- [Aim]:
Add 146 to every polygon vertex coordinate in the answers, and reproduce the data starting with the line containing "Please draw the outline of every instance of the shirtless" and continuing through the line containing "[[[1343,584],[1343,544],[1322,544],[1309,551],[1311,575]]]", keeping the requests in place. Leave the rest of the data out.

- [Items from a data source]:
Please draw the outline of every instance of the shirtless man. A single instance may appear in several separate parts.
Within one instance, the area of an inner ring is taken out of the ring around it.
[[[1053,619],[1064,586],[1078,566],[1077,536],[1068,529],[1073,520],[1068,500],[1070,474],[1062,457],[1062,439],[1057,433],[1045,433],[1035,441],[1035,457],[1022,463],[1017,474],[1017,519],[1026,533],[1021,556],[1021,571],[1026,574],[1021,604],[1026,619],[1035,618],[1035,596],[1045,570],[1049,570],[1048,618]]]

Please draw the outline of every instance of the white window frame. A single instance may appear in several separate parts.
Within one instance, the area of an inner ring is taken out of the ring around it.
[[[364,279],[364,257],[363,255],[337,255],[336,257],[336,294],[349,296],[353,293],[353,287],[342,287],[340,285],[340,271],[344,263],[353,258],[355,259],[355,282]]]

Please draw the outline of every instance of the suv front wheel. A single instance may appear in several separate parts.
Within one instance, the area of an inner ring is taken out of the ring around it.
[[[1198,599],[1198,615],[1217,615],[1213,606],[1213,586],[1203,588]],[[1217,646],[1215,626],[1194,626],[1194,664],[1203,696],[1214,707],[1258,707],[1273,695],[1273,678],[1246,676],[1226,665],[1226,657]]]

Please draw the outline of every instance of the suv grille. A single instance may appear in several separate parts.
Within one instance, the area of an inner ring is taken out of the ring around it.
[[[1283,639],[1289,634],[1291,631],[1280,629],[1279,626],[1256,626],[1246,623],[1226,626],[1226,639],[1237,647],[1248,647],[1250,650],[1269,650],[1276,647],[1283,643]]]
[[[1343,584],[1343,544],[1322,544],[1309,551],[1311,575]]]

---

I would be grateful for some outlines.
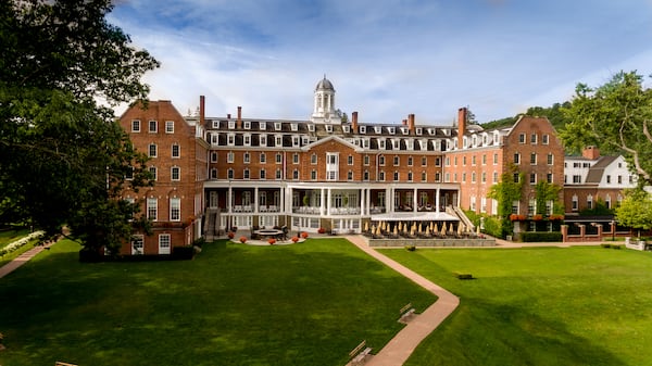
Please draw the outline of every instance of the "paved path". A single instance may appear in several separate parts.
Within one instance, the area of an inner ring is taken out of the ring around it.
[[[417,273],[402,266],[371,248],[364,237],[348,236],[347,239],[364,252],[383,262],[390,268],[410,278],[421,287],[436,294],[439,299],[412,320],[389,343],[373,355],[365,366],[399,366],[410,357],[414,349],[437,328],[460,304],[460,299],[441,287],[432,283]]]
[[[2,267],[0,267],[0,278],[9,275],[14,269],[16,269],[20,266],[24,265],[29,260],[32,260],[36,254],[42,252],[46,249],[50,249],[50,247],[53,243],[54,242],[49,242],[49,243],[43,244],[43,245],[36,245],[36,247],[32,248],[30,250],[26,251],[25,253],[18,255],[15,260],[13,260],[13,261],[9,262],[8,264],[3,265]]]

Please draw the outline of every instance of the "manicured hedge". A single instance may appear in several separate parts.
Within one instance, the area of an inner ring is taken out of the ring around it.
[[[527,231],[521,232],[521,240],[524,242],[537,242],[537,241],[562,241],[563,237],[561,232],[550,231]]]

- [Result]:
Please draw the outline of every instance of the shirtless man. A single instance may appear in several separate parts.
Within one instance, the area of an inner ring is taken out of the ring around it.
[[[1199,765],[1210,732],[1224,712],[1223,682],[1214,675],[1219,666],[1214,646],[1216,620],[1208,603],[1208,585],[1203,579],[1191,579],[1181,587],[1181,603],[1168,609],[1163,620],[1163,665],[1172,679],[1167,702],[1167,717],[1172,720],[1167,750],[1172,765],[1181,764],[1181,742],[1191,716],[1195,716],[1194,764]]]

Please draw the outline of every instance of the white window frame. A single instance may appear in several separate parts.
Within one instance, the area of an inner ring is taken out of the ring around it.
[[[510,425],[510,403],[509,401],[483,401],[482,403],[482,440],[495,442],[499,439],[499,433],[488,433],[486,431],[486,417],[490,409],[499,404],[501,405],[501,428]]]

Please draw the outline of every instance of the suv front wheel. A single instance may appear in several separate parts.
Within one instance, the area of an inner ring is taken out of the ring around it.
[[[1344,745],[1344,761],[1363,761],[1359,752],[1359,732],[1349,734]],[[1363,792],[1361,772],[1340,772],[1340,810],[1349,842],[1360,853],[1404,853],[1419,841],[1419,824],[1392,822],[1372,811],[1372,803]]]

Please draw the outline of every instance of the suv grille. A single instance may appear in several separate parts.
Within one instance, the area of an inner ring is taken out of the ring around it.
[[[1429,785],[1435,780],[1437,777],[1426,775],[1425,772],[1402,772],[1392,769],[1372,772],[1372,785],[1383,793],[1394,793],[1396,796],[1415,796],[1422,793],[1429,789]]]
[[[1489,730],[1489,690],[1468,690],[1455,697],[1457,721]]]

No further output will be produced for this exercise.